[Stored data entries]
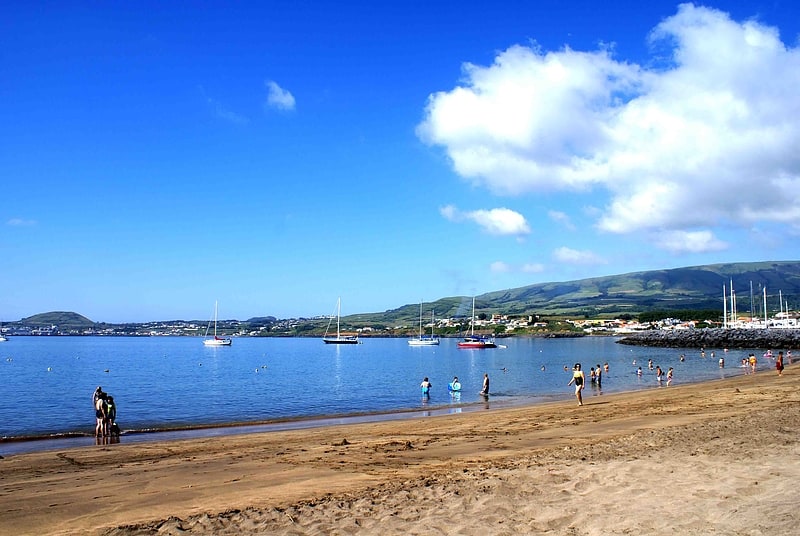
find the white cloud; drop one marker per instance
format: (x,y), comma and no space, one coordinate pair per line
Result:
(533,268)
(562,219)
(707,138)
(500,267)
(278,97)
(690,241)
(572,256)
(497,221)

• Task statement:
Every line from the one containing "format: (x,y), comma" through the last line of the entries above must be output exactly. Leave the rest out.

• Answer area:
format: (x,y), comma and no space, one coordinate pair per line
Result:
(533,268)
(562,219)
(707,138)
(500,267)
(278,97)
(690,241)
(572,256)
(497,221)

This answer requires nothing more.